### A tarefa
Você pode reproduzir, sem nenhuma alteração, o trecho do texto sobre a frase de Chekhov começando em "Amanhã quem sabe" e terminando em "dias de escola."?

### Texto fornecido
------------------------------------------------------------
Amanhã quem sabe resolva o enigma dessa frase de Chekhov que me assombrou o dia inteiro hoje, que na verdade desde anteontem está em minha cabeça:  Nada mais em seu coração a não ser as lembranças de seus dias de escola.

O que é isso?, pensei. Não estou particularmente voltado nostalgicamente para meus dias de escola – de fato, eles ainda não acabaram, eles ainda são meus dias, vivo na escola, trabalho com isso. Além disso, não tenho certeza se a frase é de Chekhov mesmo: não sei se é alguma frase recolhida por um comentarista de Chekhov que li; não sei se é alguma frase que anotei em um caderno, pensando em usar em um texto sobre ensino, educação, memória, etc – não sei nada disso. Mas a frase está aí, do jeito que esteve comigo esses dias, o que implica que sei alguma coisa. Mas o que é que eu sei?

Eis então um problema: naquele período da vida em que tais coisas acontecem, você se deixa capturar por algo muito volátil, muito impreciso, mas que lhe parece certo, bonito, firme, bom. Então você vai adiante, e escolhe um trabalho que lhe aproxime disso, não é mesmo? Muito coerente e correto, do mesmo jeito que, se você gosta de madeira, vai ser carpinteiro: há uma passagem rápida aí que tem a graça estúpida da linha reta, e isso lhe captura também, parece fazer sentido, e você está no período da vida em que esse sintagmazinho, “fazer sentido”, lhe faz fazer um monte de coisas, pois você crê que é bom que você seja portador disso: é melhor fazer sentido que não fazer sentido, dessa axiologia você não abre mão, ela lhe sustenta, e lá vai você, e estuda anos, e se torna um professor.
------------------------------------------------------------
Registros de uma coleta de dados
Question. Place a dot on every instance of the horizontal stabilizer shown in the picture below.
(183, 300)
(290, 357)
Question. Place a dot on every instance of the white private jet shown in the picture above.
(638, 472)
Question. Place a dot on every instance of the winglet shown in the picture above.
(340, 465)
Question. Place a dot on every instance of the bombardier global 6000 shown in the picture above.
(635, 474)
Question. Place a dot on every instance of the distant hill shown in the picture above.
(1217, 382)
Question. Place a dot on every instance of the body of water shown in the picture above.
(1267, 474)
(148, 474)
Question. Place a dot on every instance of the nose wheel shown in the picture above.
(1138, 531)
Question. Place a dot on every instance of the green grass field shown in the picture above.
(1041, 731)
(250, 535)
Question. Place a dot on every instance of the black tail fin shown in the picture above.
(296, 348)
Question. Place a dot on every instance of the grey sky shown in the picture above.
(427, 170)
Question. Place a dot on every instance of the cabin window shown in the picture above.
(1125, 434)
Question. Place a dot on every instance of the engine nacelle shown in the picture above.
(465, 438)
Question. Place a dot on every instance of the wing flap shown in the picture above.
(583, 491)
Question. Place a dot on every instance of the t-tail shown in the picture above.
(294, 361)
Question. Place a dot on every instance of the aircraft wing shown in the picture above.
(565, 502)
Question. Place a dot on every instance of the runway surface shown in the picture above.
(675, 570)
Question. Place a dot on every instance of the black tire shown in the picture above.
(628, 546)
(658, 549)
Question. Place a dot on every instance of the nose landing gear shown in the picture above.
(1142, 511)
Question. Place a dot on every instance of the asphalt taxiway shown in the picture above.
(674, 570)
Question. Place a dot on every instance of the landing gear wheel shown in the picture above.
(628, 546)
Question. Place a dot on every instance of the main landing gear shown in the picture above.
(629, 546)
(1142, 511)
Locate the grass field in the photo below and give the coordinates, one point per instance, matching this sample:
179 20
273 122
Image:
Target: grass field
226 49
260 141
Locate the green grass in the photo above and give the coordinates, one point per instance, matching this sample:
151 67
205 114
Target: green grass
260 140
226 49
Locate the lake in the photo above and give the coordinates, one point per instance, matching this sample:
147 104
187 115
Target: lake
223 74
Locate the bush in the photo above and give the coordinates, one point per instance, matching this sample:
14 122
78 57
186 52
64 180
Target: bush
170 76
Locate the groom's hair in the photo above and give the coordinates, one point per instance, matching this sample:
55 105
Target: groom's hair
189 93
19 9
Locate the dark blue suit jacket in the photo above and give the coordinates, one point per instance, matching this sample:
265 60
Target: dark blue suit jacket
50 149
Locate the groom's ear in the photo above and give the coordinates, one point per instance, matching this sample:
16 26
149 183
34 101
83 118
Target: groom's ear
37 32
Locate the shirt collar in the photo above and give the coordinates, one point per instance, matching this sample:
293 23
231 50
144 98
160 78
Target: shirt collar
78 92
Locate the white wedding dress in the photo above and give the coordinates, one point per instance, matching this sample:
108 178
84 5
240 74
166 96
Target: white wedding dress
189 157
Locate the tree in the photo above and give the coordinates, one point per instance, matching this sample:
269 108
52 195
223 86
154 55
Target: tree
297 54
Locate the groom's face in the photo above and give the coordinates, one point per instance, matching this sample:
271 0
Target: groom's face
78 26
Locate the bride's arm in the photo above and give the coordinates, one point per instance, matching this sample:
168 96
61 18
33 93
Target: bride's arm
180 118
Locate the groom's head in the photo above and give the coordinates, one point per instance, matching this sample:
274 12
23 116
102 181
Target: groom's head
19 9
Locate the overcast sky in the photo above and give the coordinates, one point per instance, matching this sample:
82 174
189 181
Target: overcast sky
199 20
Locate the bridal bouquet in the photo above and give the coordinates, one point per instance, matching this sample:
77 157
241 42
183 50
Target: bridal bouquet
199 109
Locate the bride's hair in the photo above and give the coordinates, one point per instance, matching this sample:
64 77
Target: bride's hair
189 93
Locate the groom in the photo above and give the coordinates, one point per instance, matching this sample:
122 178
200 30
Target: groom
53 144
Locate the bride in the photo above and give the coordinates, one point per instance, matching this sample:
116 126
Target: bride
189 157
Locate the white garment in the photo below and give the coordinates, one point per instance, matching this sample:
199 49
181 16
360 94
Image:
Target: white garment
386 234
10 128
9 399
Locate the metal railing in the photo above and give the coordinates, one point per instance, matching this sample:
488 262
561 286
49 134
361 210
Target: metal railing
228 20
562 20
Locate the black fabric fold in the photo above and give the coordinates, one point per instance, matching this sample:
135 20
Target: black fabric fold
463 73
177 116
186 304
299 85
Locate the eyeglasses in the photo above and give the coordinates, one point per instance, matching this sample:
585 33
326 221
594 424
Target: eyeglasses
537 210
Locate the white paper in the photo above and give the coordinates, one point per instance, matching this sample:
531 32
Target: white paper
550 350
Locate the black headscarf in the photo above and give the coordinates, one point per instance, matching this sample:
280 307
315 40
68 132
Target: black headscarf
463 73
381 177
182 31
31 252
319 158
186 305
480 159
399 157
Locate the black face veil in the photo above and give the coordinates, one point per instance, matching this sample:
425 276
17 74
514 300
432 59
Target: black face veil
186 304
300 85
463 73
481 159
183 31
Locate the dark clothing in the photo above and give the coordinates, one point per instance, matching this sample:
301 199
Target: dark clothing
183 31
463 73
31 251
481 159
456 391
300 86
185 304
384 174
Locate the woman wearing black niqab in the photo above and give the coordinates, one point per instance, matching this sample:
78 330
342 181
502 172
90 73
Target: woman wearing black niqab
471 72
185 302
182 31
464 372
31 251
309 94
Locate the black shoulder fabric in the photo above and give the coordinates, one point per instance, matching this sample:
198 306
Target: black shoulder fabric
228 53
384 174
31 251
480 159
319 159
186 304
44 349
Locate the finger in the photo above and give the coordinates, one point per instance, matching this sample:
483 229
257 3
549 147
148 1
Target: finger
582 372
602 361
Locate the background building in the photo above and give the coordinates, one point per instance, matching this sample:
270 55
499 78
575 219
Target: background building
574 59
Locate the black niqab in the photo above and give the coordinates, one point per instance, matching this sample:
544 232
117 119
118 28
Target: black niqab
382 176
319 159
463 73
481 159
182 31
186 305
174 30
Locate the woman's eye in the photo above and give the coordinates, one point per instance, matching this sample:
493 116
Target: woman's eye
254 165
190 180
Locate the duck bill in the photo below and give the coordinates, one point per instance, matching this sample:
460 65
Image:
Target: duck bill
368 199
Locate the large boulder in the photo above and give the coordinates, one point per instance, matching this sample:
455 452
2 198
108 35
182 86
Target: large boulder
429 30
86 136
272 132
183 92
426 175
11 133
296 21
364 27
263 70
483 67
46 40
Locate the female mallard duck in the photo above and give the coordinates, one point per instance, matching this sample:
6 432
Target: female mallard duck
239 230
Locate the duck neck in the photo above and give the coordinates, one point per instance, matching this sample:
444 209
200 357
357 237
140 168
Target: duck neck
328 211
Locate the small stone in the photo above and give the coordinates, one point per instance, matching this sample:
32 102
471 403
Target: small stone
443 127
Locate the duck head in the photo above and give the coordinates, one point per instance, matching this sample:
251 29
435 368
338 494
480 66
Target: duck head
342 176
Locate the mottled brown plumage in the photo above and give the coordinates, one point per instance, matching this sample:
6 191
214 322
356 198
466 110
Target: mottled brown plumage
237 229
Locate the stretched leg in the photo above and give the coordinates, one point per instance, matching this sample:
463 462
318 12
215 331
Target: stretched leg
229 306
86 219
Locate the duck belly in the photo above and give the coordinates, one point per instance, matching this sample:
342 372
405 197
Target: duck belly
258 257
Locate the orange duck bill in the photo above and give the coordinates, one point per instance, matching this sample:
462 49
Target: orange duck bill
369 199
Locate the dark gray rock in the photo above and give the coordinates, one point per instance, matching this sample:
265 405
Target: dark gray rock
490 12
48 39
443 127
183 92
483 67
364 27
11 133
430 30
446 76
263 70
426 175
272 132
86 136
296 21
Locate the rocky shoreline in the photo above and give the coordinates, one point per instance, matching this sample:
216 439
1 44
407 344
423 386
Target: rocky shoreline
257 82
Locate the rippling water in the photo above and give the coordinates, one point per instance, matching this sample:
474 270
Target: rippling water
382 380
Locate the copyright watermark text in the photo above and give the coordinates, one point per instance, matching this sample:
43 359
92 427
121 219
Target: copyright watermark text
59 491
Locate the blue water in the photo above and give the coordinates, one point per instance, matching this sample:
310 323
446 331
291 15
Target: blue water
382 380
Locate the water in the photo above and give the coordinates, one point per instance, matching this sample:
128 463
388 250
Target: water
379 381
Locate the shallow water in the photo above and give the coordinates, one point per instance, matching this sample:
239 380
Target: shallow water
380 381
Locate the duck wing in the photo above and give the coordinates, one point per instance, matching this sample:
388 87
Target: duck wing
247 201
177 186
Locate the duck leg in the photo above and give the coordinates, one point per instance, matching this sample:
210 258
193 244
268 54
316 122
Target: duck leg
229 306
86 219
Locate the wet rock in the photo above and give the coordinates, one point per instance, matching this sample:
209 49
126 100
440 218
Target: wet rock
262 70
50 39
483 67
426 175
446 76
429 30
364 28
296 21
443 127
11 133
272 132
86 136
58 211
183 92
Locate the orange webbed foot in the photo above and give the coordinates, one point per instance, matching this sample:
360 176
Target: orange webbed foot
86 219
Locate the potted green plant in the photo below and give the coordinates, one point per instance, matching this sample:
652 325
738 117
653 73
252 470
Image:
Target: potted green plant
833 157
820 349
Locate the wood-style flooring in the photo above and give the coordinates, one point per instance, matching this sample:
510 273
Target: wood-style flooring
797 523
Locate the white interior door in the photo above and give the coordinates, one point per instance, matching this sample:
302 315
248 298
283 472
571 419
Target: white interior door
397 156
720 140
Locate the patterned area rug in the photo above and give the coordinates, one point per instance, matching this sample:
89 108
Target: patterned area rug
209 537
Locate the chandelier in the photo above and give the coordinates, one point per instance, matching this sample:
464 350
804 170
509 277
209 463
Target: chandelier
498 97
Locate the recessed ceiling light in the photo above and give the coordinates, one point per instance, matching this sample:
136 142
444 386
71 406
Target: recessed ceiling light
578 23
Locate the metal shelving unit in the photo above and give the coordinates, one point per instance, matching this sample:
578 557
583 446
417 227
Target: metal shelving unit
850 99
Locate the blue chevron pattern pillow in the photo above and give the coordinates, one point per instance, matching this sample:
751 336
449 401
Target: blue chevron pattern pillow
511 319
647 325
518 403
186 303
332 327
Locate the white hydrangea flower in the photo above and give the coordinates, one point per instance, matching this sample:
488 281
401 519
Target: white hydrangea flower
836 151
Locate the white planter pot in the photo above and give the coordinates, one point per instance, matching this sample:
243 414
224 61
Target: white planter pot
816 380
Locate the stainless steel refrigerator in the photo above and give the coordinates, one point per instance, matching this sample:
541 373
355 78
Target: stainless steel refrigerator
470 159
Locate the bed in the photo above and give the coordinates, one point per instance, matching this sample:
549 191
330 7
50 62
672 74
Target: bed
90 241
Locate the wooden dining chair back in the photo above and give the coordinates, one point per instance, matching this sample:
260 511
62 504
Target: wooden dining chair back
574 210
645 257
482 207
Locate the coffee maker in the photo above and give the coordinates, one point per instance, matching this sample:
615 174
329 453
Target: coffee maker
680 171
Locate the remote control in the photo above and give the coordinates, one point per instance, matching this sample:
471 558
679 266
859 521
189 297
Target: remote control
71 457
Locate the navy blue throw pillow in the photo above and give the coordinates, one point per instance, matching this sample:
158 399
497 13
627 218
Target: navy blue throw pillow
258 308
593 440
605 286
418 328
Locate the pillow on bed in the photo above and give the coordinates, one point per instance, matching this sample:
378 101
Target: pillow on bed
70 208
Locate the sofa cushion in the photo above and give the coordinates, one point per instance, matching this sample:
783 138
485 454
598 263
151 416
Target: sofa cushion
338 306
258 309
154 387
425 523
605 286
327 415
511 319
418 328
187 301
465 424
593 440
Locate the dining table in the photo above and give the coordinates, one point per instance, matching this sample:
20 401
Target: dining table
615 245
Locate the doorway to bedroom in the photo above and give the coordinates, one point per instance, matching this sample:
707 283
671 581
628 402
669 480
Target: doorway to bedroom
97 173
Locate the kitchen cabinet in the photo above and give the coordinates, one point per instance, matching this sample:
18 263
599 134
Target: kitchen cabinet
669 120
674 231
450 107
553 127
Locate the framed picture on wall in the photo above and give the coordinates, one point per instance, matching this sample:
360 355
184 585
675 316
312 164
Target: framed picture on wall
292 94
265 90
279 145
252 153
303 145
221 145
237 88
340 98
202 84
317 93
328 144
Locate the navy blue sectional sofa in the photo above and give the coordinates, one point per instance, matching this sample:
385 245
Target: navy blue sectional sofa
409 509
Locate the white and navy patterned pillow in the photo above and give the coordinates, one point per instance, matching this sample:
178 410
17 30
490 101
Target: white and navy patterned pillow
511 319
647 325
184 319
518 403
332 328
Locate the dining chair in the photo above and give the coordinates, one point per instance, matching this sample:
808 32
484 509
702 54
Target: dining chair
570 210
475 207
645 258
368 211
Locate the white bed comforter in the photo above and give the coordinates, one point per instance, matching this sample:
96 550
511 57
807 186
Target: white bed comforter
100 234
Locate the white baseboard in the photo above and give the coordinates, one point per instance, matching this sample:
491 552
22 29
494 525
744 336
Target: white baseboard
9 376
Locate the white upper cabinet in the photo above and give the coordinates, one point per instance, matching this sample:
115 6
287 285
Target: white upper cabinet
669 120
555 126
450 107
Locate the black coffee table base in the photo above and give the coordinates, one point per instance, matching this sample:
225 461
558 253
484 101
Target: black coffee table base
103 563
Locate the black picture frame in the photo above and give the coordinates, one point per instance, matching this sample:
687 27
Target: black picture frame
------------------------------------------------------------
### Resposta
Amanhã quem sabe resolva o enigma dessa frase de Chekhov que me assombrou o dia inteiro hoje, que na verdade desde anteontem está em minha cabeça:  Nada mais em seu coração a não ser as lembranças de seus dias de escola.